_WHAT YOU WILL DO_
Write out the data verbatim from the line containing "drop a point: the viasul lettering" through the end of the data, inclusive.

═════ RECORDS PROVIDED

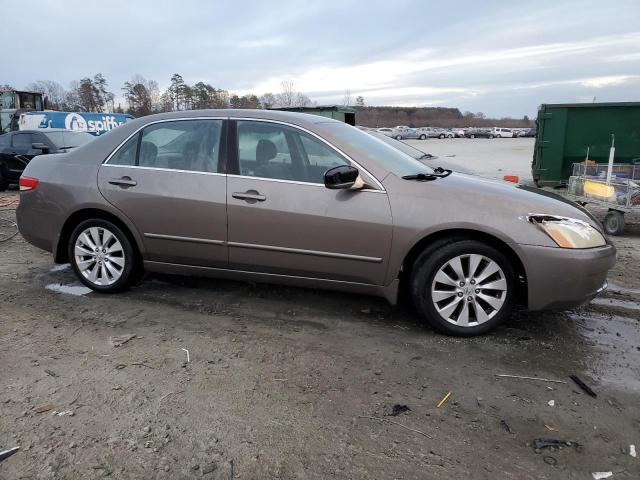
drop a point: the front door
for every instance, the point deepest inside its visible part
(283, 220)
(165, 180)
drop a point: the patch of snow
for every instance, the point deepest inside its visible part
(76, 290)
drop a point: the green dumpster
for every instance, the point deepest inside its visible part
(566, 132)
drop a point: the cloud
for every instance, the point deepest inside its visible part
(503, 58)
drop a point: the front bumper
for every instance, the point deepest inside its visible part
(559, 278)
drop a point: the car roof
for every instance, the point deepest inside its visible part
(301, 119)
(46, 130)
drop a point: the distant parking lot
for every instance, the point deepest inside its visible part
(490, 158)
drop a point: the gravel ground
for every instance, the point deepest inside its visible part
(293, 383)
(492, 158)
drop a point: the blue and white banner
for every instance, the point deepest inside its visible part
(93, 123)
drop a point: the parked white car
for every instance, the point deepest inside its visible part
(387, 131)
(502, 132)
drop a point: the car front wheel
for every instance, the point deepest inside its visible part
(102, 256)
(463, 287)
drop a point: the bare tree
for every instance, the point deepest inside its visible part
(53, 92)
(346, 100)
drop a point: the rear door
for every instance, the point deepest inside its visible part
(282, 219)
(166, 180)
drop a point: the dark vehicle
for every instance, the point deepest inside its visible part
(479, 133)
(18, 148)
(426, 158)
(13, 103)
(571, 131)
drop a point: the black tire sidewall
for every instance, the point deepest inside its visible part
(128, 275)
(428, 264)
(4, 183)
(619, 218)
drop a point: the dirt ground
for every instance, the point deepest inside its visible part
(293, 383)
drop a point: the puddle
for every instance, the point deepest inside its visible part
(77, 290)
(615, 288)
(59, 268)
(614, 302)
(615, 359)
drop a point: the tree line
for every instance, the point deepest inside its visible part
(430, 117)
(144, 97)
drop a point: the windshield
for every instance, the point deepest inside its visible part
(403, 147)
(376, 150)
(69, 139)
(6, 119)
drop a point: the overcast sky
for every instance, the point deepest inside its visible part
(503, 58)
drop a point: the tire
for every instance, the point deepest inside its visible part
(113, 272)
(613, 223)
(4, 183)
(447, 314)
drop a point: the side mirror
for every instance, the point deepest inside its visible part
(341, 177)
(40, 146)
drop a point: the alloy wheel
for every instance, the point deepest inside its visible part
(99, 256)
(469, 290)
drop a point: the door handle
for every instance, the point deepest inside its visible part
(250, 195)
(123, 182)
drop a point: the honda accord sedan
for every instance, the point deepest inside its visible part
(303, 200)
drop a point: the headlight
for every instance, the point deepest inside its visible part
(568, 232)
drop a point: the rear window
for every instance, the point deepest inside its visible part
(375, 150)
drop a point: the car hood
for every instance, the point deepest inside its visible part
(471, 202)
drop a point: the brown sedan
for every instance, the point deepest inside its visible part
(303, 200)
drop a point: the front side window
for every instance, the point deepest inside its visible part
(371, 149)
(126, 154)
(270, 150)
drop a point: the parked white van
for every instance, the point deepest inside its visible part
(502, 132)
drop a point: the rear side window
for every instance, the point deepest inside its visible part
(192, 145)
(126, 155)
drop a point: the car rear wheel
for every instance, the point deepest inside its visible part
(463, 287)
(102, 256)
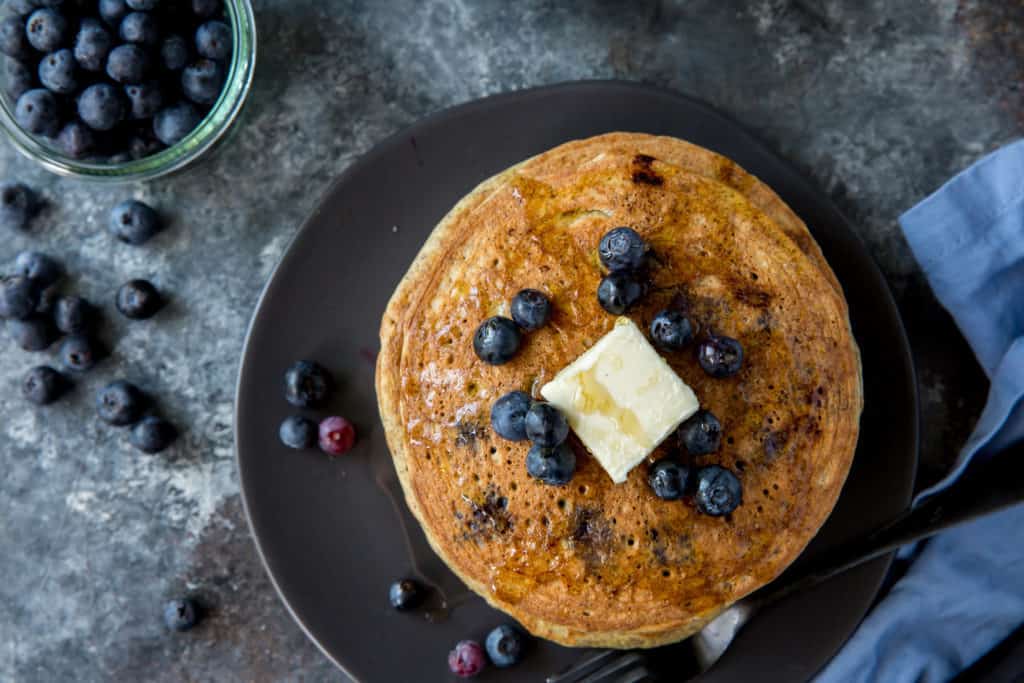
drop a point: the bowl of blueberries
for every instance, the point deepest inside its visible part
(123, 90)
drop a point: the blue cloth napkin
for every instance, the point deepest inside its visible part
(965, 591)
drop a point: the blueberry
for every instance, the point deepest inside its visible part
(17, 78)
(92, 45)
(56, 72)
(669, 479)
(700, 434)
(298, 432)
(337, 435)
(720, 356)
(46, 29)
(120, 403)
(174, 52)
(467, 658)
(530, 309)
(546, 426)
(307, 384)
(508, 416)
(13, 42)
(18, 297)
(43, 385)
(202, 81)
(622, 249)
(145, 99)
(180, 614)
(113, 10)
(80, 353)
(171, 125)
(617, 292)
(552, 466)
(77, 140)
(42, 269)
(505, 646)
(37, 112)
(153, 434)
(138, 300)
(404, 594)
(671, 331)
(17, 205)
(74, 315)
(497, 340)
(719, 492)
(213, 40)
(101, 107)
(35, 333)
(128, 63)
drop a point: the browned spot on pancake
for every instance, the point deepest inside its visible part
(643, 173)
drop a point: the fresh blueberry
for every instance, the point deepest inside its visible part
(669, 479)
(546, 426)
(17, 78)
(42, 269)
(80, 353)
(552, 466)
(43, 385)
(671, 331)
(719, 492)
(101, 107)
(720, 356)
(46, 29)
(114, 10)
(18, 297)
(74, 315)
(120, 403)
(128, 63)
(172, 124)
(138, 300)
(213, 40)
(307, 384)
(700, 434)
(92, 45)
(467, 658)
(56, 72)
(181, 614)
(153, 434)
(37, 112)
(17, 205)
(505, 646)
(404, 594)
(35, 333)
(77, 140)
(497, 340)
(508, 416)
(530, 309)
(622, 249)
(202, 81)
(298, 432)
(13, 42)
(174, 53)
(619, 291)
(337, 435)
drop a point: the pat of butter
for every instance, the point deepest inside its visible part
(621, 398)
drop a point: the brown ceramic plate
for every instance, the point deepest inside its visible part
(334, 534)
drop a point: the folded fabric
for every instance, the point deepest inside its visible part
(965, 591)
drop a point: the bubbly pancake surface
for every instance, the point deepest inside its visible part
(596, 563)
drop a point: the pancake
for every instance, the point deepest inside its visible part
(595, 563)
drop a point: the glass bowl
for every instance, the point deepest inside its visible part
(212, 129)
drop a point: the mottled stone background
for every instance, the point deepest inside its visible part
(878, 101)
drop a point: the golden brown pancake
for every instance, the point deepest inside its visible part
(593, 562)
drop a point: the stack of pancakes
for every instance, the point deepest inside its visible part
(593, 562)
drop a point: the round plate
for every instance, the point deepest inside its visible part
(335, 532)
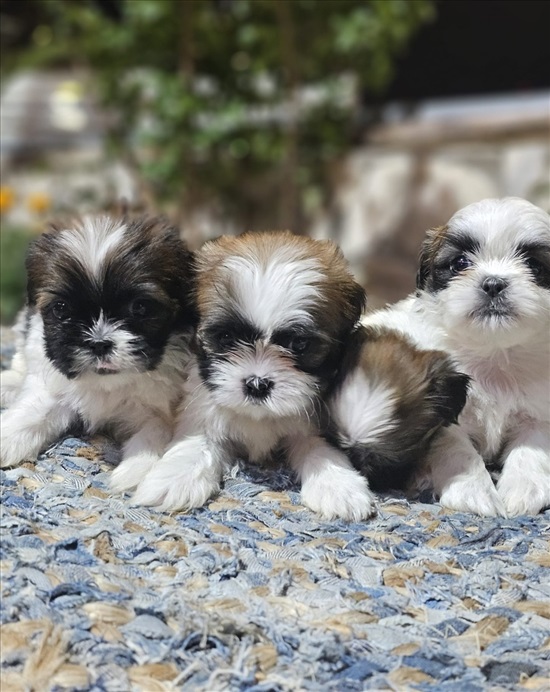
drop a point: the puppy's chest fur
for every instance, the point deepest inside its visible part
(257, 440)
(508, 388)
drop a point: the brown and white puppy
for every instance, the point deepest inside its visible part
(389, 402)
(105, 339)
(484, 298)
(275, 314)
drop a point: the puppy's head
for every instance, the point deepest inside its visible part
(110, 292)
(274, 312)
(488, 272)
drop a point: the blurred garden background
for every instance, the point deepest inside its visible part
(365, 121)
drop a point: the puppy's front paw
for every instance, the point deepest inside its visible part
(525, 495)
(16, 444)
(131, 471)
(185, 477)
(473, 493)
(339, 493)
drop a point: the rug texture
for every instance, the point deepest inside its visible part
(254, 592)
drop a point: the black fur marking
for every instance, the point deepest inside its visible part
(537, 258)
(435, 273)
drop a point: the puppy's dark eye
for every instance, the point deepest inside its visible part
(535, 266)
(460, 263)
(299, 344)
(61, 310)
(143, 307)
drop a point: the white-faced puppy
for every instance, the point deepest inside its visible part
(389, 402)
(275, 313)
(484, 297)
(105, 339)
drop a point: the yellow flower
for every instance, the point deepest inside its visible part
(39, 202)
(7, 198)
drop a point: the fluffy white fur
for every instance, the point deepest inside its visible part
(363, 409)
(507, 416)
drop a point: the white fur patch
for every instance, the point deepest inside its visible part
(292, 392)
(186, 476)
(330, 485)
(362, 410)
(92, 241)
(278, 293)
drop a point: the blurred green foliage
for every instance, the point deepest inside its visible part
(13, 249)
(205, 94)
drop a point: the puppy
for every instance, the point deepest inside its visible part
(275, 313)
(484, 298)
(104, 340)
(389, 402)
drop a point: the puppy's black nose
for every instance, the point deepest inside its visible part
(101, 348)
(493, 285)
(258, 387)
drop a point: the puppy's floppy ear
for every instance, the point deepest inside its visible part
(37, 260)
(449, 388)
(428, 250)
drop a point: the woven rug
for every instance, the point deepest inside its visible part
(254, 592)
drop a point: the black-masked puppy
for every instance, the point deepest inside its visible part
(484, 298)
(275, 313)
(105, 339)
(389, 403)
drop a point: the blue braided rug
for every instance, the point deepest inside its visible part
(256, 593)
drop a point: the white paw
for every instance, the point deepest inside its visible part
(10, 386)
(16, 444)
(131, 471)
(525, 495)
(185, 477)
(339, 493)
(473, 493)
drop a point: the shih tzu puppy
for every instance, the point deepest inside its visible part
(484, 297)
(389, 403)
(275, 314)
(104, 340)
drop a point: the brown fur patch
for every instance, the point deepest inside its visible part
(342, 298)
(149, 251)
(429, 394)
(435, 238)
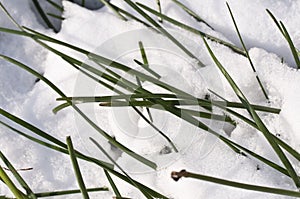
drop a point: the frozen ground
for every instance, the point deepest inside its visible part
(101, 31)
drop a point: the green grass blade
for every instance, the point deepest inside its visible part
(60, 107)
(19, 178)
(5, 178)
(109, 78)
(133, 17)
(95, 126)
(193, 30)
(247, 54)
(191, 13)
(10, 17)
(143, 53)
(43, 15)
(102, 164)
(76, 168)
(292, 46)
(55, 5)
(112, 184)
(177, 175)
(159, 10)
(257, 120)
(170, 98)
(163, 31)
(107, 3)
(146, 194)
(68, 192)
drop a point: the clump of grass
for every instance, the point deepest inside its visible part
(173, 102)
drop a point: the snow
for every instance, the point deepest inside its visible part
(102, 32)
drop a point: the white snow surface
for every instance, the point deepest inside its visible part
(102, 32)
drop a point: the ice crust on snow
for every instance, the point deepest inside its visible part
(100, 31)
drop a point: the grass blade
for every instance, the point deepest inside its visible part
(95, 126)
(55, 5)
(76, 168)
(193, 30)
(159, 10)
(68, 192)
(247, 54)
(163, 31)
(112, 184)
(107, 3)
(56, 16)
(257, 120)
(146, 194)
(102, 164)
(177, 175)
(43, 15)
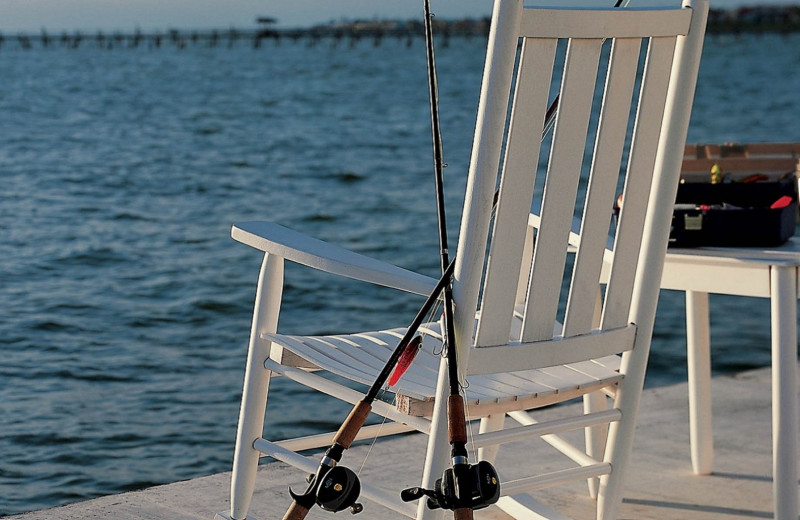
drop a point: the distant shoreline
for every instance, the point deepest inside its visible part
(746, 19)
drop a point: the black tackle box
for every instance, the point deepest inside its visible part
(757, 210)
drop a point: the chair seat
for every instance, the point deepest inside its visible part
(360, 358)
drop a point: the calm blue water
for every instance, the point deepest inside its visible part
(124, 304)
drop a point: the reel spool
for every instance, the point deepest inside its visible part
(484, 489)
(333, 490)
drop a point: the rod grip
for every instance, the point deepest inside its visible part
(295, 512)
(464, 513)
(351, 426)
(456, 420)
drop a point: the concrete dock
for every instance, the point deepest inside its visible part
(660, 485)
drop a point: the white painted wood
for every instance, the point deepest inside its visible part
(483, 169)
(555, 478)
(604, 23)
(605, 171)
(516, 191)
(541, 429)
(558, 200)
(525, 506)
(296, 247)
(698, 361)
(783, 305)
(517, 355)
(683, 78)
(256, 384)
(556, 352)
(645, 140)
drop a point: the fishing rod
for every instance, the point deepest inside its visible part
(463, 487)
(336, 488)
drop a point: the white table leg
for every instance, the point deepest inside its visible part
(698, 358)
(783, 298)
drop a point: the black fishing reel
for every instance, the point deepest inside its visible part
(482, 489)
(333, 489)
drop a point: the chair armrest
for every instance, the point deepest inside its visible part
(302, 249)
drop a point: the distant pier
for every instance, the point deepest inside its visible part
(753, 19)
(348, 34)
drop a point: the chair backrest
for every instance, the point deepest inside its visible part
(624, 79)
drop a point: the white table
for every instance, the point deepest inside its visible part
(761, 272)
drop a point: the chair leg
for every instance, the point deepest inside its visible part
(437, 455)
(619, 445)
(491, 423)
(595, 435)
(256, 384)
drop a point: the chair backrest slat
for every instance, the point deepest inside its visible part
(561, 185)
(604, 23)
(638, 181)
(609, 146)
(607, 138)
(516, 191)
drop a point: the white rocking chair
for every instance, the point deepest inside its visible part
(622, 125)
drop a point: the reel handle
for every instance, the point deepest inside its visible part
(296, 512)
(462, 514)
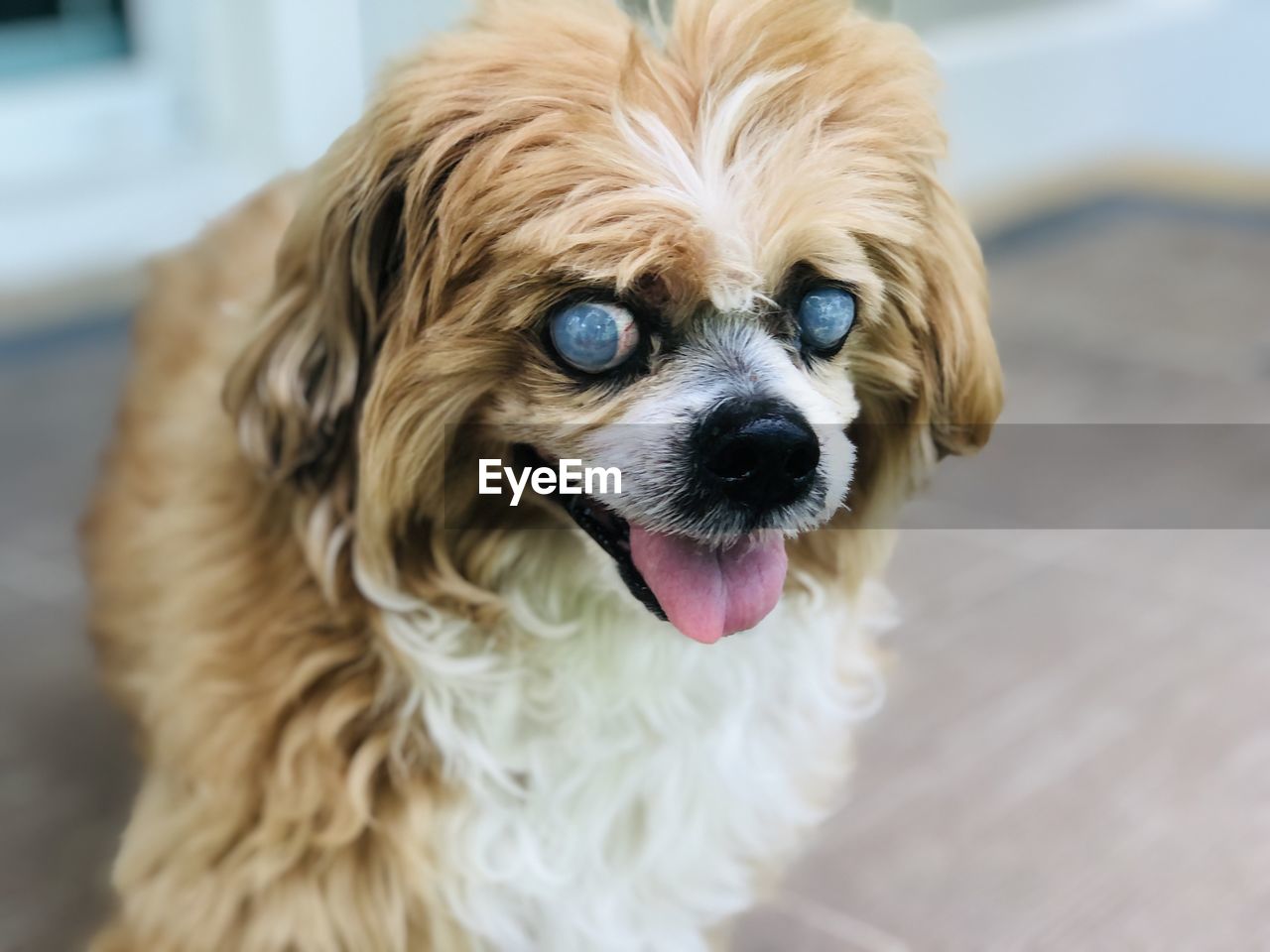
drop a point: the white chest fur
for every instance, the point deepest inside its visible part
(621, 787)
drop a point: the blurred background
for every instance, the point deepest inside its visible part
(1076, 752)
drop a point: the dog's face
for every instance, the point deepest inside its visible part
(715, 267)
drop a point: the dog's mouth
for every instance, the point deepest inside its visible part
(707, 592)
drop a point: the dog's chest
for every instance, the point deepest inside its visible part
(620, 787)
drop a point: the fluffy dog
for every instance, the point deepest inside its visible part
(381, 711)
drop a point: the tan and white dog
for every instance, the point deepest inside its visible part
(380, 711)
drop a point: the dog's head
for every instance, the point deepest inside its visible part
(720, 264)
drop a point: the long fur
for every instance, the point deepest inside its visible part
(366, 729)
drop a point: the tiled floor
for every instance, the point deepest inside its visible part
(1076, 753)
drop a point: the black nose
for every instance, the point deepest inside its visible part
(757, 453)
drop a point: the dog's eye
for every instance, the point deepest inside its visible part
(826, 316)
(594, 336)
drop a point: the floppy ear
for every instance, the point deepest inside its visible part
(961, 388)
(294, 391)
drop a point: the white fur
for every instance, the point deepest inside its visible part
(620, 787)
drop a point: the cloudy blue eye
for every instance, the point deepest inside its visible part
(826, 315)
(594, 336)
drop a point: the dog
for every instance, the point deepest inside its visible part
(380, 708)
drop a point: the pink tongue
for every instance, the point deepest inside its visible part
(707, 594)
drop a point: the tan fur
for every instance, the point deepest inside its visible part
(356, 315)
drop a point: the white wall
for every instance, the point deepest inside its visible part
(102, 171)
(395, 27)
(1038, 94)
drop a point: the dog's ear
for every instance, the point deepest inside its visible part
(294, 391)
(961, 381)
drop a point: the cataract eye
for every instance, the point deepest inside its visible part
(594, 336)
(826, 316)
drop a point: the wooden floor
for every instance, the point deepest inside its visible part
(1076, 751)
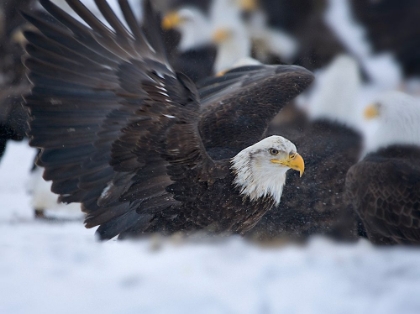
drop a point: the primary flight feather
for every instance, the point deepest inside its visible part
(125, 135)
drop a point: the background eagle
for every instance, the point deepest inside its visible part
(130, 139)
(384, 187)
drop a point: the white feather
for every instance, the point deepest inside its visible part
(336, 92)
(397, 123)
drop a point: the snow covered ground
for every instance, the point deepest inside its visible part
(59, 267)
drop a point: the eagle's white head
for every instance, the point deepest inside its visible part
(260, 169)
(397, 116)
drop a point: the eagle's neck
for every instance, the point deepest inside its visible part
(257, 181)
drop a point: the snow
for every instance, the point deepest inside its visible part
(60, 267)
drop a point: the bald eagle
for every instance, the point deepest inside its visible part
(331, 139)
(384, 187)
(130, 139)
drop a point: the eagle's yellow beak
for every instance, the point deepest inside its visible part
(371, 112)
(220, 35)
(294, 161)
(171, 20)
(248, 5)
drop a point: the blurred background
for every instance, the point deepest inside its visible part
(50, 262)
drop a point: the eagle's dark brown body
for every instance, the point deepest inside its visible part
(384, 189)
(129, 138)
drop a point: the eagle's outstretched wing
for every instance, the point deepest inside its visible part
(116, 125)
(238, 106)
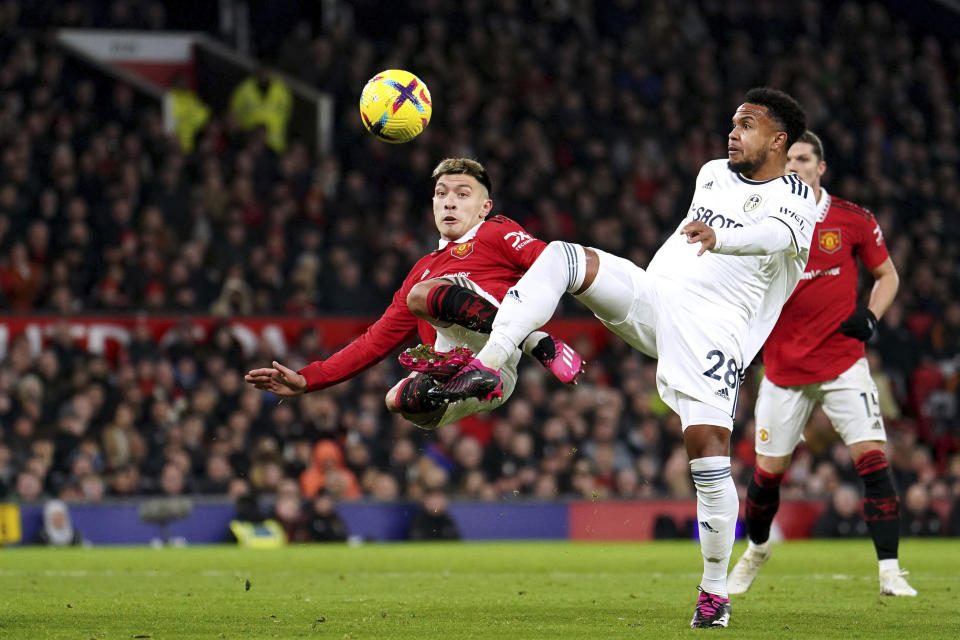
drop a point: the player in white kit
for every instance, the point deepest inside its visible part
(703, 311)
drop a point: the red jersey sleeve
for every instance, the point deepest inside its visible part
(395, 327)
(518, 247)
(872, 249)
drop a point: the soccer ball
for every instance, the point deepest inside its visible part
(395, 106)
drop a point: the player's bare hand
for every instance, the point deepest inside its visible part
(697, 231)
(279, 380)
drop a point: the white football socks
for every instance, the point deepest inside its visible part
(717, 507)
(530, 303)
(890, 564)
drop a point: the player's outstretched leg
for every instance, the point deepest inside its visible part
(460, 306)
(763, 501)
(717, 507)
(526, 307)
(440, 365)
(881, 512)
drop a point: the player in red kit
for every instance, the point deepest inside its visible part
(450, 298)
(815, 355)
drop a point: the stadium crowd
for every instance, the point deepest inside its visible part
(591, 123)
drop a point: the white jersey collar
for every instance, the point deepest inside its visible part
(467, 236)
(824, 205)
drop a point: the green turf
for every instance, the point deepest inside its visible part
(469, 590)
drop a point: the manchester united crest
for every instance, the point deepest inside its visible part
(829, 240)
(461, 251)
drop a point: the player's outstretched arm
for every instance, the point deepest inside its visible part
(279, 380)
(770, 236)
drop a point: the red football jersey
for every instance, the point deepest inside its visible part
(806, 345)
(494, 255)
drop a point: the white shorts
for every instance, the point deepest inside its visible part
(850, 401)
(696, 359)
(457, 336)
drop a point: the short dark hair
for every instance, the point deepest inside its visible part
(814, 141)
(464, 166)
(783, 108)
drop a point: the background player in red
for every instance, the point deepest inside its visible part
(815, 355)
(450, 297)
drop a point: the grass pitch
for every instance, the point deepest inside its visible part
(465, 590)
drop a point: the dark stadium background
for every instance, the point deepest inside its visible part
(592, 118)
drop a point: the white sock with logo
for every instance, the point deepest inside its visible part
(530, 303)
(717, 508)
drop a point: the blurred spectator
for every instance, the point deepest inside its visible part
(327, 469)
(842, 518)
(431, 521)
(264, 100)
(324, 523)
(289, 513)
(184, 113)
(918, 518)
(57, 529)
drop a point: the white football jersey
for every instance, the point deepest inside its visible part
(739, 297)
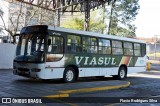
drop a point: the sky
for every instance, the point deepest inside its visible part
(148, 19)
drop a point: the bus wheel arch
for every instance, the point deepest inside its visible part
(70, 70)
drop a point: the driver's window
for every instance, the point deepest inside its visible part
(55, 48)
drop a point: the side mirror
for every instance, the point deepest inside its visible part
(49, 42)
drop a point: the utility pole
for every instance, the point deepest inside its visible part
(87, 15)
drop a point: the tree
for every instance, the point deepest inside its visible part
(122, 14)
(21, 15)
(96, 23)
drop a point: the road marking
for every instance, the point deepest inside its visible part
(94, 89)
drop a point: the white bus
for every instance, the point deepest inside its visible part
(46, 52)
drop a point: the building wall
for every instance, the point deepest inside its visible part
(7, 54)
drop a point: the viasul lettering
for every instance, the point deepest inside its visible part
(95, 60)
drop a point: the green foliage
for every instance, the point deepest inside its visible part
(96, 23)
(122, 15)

══════════

_ANSWER TO THIS TASK_
drop a point: the viasul lettering
for every instance, the point deepest inside its visible part
(95, 60)
drop a point: the green foliage
for every instance, the point deepest inside its visible part
(96, 23)
(122, 15)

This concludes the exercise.